Not every woman who has heart disease will undergo an attack, which occurs when the heart is deprived of blood and oxygen, usually from a blockage in the artery. But women who do suffer one are more likely than men to die of it, in part because women don't always have the easily recognizable, chest-grabbing, arm-clutching symptoms. That may be why it takes a woman having a heart attack a full 20 minutes longer than a man to get to the ER; once there, she may not get the prompt care she needs. In a 2004 study, women receiving an emergency procedure to reopen clogged vessels had to wait an average of 118 minutes before being treated; men waited approximately 105 minutes.

Ongoing research on more than 1,500 female heart-attack victims by Jean McSweeney, RN, PhD, of the University of Arkansas for Medical Sciences, is giving us a clearer picture of their key symptoms. Instead of the left-sided chest and arm pain that men describe, generalized discomfort in the chest, breast, back, shoulders, neck, or throat may be more likely to affect some women, says McSweeney. "The most common heart-attack warning sign among our subjects is unusual fatigue," she says. "We had one woman who told us that she had to sit down and rest between making the left and right sides of her bed." Shortness of breath, anxiety, and nausea were other common symptoms for McSweeney's subjects; in recent research done at Yale University, jaw pain also afflicted many women. Finally, in the days leading up to an attack, many women report sleep disturbances and severe indigestion.

▶ _What this exercise asks_:
(A) Translate this sentence from the passage on women's heart attacks into Spanish: "Finally, in the days leading up to an attack, many women report sleep disturbances and severe indigestion."
(B) Extend the passage on women's heart attacks with a further paragraph that picks up after its final sentence about sleep disturbances and indigestion.
The data after the passage on women's heart attacks has no part in this work.

▶ _Dataset extract_:
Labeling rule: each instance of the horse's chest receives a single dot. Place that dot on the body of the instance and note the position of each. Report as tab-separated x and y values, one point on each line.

▶ _Expected responses_:
(A) Por último, en los días previos a un ataque, muchas mujeres refieren trastornos del sueño e indigestión grave.

(B)
Some women suffer these symptoms, especially fatigue, for months before a full-blown heart attack, says McSweeney. Sometimes doctor oversight is to blame. For a long time, physicians were taught to envision a heart-attack victim as either a man clutching his chest or as an elderly woman, says Suzanne R. Steinbaum, DO, director of women and heart disease at the Heart and Vascular Institute of Lenox Hill Hospital in New York City. For a year and a half before her heart attack 12 months ago, Judi Roach had been seeing her internist for breathlessness, exhaustion, and a racing pulse, which were attributed to her allergy medication, fatigue, and stress. "It never entered her mind that a 34-year-old could be having heart-related problems," says Roach, who, ironically, wrote herself a note to "call a cardiologist" for a second opinion two weeks before the event.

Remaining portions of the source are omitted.